> _Set problem_:
Please extract each line of the listing below that contains the string "seating", treating uppercase and lowercase letters as different.

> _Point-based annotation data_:
========
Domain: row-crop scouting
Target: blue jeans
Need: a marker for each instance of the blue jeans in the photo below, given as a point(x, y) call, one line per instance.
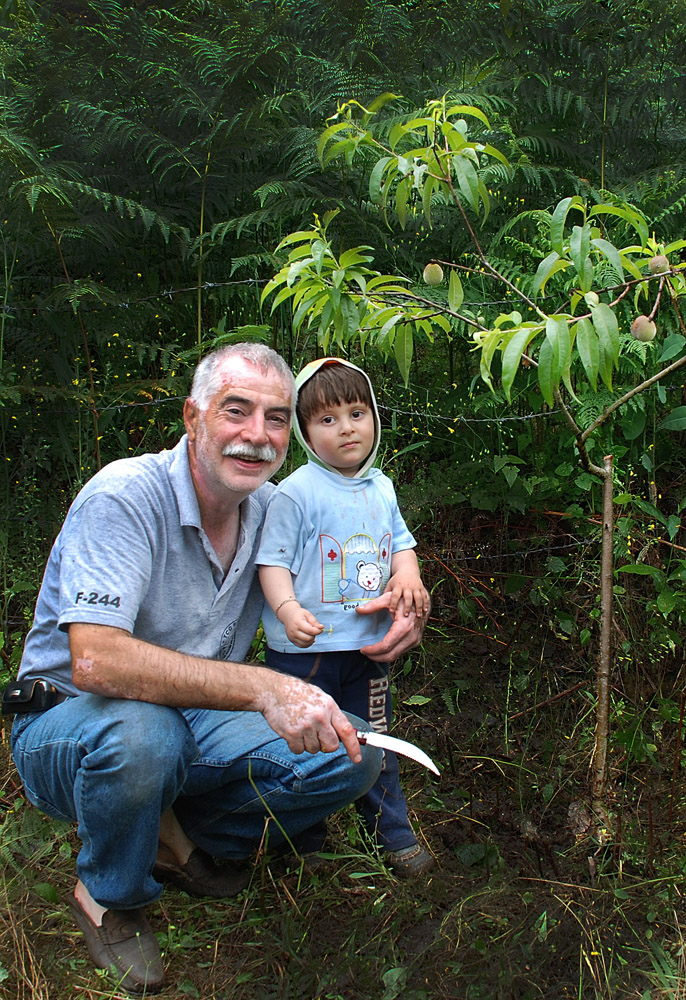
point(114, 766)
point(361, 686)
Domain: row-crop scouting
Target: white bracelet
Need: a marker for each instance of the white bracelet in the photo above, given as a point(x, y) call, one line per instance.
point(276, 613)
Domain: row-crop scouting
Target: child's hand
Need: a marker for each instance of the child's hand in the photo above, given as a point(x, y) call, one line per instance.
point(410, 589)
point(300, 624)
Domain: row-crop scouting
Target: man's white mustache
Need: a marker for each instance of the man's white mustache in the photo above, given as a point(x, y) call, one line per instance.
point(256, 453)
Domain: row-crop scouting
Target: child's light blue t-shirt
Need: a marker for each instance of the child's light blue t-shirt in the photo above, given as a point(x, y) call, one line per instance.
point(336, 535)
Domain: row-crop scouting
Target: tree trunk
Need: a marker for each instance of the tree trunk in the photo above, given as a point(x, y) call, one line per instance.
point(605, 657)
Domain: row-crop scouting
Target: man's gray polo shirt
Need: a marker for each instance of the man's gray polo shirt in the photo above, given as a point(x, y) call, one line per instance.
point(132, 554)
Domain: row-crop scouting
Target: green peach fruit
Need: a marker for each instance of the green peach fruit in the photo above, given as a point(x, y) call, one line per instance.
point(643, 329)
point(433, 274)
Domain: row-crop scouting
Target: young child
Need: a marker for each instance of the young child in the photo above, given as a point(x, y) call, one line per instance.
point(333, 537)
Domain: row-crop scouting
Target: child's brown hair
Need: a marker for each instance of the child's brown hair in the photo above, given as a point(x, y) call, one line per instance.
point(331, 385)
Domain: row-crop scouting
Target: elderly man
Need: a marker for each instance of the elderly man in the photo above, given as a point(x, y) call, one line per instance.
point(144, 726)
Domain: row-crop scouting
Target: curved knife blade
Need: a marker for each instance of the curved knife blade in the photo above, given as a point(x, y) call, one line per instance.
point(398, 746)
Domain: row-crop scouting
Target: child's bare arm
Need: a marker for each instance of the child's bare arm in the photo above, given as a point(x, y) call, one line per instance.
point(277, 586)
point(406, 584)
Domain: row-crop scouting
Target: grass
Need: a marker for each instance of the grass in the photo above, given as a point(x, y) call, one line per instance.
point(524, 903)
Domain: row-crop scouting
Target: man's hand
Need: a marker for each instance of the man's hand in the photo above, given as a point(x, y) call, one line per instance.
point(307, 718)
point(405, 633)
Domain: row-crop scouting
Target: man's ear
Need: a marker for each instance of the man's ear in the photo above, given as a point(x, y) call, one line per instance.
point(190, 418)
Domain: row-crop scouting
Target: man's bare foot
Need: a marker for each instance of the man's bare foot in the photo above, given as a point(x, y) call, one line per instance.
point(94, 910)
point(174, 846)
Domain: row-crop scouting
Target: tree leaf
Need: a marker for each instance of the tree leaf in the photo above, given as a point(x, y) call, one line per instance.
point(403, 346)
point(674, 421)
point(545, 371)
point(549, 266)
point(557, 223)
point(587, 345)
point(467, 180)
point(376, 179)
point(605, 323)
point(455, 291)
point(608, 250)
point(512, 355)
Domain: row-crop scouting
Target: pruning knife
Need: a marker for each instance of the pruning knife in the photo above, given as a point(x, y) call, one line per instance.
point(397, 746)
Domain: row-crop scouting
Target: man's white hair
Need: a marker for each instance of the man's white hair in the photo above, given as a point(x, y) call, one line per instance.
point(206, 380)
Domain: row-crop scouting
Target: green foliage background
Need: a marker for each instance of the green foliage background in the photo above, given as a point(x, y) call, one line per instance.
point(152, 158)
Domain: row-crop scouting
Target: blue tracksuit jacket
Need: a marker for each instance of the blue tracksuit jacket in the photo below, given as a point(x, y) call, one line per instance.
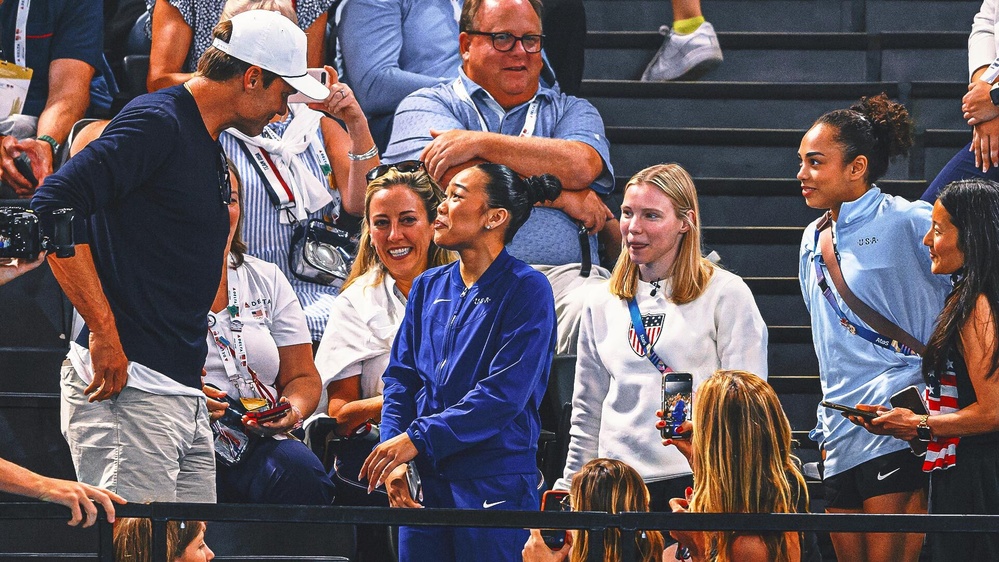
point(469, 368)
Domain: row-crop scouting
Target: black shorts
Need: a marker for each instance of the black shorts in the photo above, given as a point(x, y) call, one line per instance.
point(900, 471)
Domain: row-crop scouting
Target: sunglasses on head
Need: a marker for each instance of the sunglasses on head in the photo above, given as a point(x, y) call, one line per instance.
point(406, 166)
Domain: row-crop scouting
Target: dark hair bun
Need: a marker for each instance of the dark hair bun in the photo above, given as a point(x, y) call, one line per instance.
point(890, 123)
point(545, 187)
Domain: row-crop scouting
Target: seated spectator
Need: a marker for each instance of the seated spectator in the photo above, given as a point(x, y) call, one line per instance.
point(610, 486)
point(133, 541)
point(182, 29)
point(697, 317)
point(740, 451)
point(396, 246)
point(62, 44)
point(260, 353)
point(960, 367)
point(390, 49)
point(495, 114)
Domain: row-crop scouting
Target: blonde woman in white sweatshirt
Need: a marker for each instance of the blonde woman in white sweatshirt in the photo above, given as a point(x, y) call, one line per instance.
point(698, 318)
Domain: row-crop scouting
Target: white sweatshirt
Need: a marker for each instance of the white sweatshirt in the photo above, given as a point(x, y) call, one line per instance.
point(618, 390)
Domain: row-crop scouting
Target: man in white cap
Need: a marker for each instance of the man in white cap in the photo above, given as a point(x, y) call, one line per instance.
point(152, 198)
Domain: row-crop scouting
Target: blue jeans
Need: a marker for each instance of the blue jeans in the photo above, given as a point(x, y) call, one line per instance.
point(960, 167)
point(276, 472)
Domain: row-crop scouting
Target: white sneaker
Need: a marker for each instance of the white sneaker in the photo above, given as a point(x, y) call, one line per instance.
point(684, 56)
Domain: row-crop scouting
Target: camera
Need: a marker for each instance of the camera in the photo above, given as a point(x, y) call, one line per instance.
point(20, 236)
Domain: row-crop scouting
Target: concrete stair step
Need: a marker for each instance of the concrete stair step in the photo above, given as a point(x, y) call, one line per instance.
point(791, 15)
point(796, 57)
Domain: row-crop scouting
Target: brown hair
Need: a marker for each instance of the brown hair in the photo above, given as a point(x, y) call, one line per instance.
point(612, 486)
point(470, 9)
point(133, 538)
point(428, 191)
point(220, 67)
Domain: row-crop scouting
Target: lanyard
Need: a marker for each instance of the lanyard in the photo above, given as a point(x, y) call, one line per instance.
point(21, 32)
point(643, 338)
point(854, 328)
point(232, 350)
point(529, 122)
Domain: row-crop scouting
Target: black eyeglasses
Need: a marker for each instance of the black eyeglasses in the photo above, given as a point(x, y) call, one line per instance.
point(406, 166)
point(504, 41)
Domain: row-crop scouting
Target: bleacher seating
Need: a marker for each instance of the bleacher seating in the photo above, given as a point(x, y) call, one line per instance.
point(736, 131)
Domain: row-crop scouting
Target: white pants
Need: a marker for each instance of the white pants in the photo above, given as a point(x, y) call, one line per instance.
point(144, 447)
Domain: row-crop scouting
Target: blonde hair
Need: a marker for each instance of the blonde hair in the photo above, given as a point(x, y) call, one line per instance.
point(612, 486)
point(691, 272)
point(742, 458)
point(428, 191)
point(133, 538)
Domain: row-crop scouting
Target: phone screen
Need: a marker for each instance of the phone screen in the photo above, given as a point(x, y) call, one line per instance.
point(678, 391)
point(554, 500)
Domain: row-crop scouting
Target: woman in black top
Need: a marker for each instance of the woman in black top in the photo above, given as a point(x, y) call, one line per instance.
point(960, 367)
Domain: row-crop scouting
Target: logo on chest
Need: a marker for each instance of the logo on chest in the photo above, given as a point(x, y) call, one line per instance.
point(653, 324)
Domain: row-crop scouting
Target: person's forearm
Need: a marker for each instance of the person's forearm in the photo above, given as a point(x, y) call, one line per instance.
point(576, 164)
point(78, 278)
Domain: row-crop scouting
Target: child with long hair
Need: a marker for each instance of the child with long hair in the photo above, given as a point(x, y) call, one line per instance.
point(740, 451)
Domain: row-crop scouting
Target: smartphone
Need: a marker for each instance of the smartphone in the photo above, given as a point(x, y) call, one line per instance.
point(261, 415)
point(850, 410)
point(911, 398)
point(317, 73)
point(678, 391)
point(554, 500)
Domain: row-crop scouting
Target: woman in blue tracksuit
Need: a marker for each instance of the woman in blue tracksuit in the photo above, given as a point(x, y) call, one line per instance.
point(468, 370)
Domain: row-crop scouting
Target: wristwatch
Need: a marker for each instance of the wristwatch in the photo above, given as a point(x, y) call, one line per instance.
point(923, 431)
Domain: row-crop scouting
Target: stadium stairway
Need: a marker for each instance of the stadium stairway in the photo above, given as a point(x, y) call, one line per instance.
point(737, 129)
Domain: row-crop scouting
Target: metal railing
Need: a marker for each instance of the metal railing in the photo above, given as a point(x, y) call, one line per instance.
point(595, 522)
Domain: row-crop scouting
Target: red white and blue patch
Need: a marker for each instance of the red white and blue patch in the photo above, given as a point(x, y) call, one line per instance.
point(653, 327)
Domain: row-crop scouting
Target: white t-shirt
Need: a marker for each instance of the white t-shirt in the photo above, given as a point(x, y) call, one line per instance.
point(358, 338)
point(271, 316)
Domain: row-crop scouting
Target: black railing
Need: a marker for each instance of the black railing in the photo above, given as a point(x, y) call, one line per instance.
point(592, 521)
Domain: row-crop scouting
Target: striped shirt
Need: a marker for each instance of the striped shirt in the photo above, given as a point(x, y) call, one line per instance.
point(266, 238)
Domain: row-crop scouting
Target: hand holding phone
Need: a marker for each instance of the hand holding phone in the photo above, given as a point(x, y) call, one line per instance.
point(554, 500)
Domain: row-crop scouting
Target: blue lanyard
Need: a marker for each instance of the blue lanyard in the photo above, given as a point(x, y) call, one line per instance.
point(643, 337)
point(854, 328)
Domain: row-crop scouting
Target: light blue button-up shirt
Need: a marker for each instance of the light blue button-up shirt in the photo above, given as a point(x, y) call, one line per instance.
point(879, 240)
========
> _The output_:
Target: bleacher seating
Need: a marker for each instance of the bleacher seating in the photo above, given as a point(x, y) call, one line per instance.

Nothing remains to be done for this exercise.